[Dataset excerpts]
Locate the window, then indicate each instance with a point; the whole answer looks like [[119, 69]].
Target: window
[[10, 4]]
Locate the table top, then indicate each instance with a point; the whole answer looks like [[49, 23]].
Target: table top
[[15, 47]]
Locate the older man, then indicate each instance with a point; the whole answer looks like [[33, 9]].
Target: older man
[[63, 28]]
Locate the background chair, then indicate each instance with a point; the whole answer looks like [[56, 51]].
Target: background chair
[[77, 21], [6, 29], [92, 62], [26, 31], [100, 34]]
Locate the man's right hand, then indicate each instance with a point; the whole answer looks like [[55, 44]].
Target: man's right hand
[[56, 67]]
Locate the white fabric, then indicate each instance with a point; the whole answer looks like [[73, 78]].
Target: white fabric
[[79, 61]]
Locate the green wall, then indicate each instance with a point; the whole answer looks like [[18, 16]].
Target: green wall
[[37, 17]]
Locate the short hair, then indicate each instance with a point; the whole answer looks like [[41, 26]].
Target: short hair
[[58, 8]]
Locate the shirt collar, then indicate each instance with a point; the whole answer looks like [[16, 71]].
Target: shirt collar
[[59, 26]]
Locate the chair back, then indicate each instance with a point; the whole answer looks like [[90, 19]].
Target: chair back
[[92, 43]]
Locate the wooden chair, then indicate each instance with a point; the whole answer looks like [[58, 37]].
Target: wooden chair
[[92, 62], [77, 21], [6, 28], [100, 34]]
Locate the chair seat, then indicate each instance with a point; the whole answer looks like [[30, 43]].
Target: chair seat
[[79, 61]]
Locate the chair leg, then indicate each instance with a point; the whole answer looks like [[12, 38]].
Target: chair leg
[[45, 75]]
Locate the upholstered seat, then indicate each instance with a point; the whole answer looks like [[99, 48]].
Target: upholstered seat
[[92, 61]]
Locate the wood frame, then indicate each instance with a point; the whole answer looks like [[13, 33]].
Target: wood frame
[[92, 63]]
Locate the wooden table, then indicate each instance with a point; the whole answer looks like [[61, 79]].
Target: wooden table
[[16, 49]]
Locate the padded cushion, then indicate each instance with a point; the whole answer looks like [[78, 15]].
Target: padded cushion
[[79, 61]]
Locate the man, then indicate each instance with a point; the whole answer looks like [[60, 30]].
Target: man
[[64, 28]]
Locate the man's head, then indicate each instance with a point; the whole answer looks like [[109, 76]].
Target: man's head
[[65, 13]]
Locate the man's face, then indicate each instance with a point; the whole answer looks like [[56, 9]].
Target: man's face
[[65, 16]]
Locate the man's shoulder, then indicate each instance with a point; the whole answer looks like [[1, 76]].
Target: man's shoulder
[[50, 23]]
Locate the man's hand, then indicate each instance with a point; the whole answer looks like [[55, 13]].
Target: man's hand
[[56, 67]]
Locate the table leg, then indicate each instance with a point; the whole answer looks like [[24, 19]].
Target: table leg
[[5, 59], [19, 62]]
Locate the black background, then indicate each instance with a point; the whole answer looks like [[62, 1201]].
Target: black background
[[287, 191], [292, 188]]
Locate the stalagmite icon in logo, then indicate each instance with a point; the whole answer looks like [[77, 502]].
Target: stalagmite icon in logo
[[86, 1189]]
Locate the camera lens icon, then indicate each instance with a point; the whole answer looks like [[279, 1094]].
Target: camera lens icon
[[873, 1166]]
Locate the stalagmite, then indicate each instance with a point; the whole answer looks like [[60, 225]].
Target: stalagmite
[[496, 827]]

*Your instructions*:
Repeat the data in its entirety, exactly as written.

*Solved exercise*:
Locate the window, then indicate each instance with a point; the whole answer looks like [[119, 69]].
Target: window
[[10, 4]]
Locate the table top, then indicate each instance with a point; the whole answer looks like [[49, 23]].
Target: table top
[[15, 47]]
Locate the older man, then indicate each instance with a point; the whole answer looks like [[33, 9]].
Target: older man
[[63, 28]]
Locate the background chair, then indicate each instance with a point; the whole answer looks like [[56, 51]].
Target: background chair
[[77, 21], [6, 29], [92, 62], [26, 31], [100, 34]]
Locate the man's right hand, then indicate each instance with a point; the whole answer looks like [[55, 44]].
Target: man's right hand
[[56, 67]]
Locate the white fabric, then indicate each instance with a point; the whole answer looks like [[73, 78]].
Target: white fabric
[[79, 61]]
Locate the green wall, then indicate each instance with a point; the whole answer looks like [[18, 16]].
Target: green wall
[[37, 17]]
Locate the short hair, then indicate each instance with a point; the whole answer looks like [[41, 26]].
Target: short hair
[[58, 8]]
Locate the shirt collar, then indicate each instance with a point; the whole answer looks like [[16, 71]].
Target: shirt collar
[[59, 26]]
Locate the chair back, then indicate each instance with a point; the whole answer looks like [[90, 19]].
Target: chair back
[[92, 43]]
Locate the wooden chair, then indicate each instance with a point; the whole answer looks like [[58, 37]].
Target: wooden chair
[[92, 62], [77, 21], [6, 28], [100, 34]]
Locate the chair seat, then indicate each instance with a point; the whole answer looks like [[30, 43]].
Target: chair seat
[[79, 61]]
Locate the chair leg, then indicate each instance with a point; the whole answer looks like [[12, 38]].
Target: chair leg
[[45, 75]]
Locate the upholstered seat, then indicate each instance with a point; the whole answer looks like [[99, 48]].
Target: upholstered seat
[[92, 61]]
Locate the wood frame, then indicate each instance with a point; the whole answer looks like [[13, 33]].
Target: wood frame
[[92, 63]]
Locate the wooden table, then indicate each instance with a point; the whole answer looks like [[61, 79]].
Target: wooden table
[[16, 49]]
Locate the padded cushion, then indicate each instance with a point; the whole answer looks like [[78, 15]].
Target: padded cushion
[[79, 61]]
Locate the man, then indicate each instance with a point; the whole answer looks like [[60, 30]].
Target: man
[[64, 28]]
Locate the man's head, then indicate each instance with a point; the whole answer looks like [[109, 76]].
Target: man's head
[[65, 13]]
Locate the man's face, then indicate each instance with a point; the whole answer looks like [[56, 9]].
Target: man's face
[[65, 16]]
Locate the man's shoulder, then indicate each instance with a point; the whole answer looks like [[1, 76]].
Target: man's shoulder
[[50, 23]]
Locate the man's hand, then indicate each instance with a point; the whole answer looks like [[55, 13]].
Target: man's hand
[[56, 67]]
Locate the table leg, then indicate each instance with a point; the whole answer looks like [[24, 19]].
Target: table leg
[[5, 59], [19, 62]]
Locate the black background, then indicate each instance with a point; the whole answer looks like [[62, 1201]].
Target: black background
[[287, 191], [292, 188]]
Locate the stalagmite icon in logo, then indicate each instance with a point; the whole answer looks like [[77, 502]].
Target: stalagmite icon in logo
[[86, 1189]]
Locate the camera lens icon, then indicate each instance with a point; the whole answer looks like [[279, 1094]].
Target: camera lens icon
[[873, 1166]]
Locate the stalagmite, then indicate each instance with a point; the whole answer looks like [[60, 225]].
Target: stalagmite
[[496, 827]]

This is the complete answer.